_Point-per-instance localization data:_
=== Section Start ===
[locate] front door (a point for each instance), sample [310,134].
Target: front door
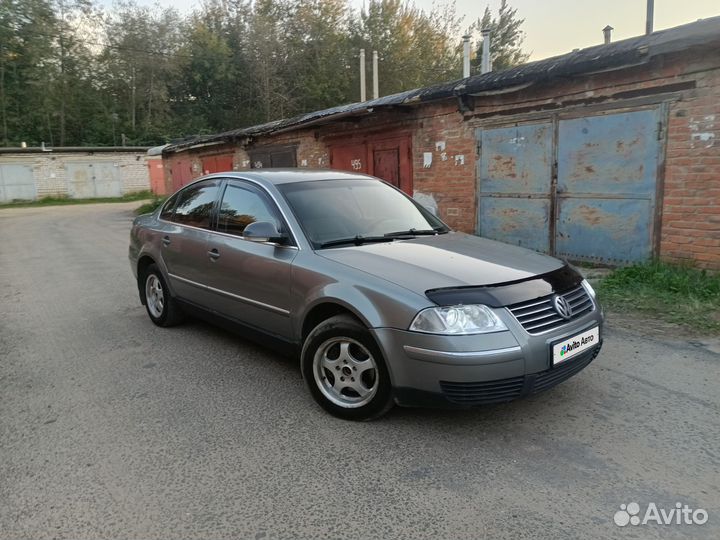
[249,281]
[184,240]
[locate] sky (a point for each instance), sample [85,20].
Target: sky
[555,27]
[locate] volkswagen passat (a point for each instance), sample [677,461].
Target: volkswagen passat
[381,301]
=== Section End ===
_WORK REQUEST:_
Go through the entries above and report every line in which the word "locate" appears.

_ANSWER:_
[locate] front door (a point for each instance), sample [310,134].
[locate] sky (a point for each instance), sample [85,20].
[locate] volkswagen passat (a point for each instance), sample [677,461].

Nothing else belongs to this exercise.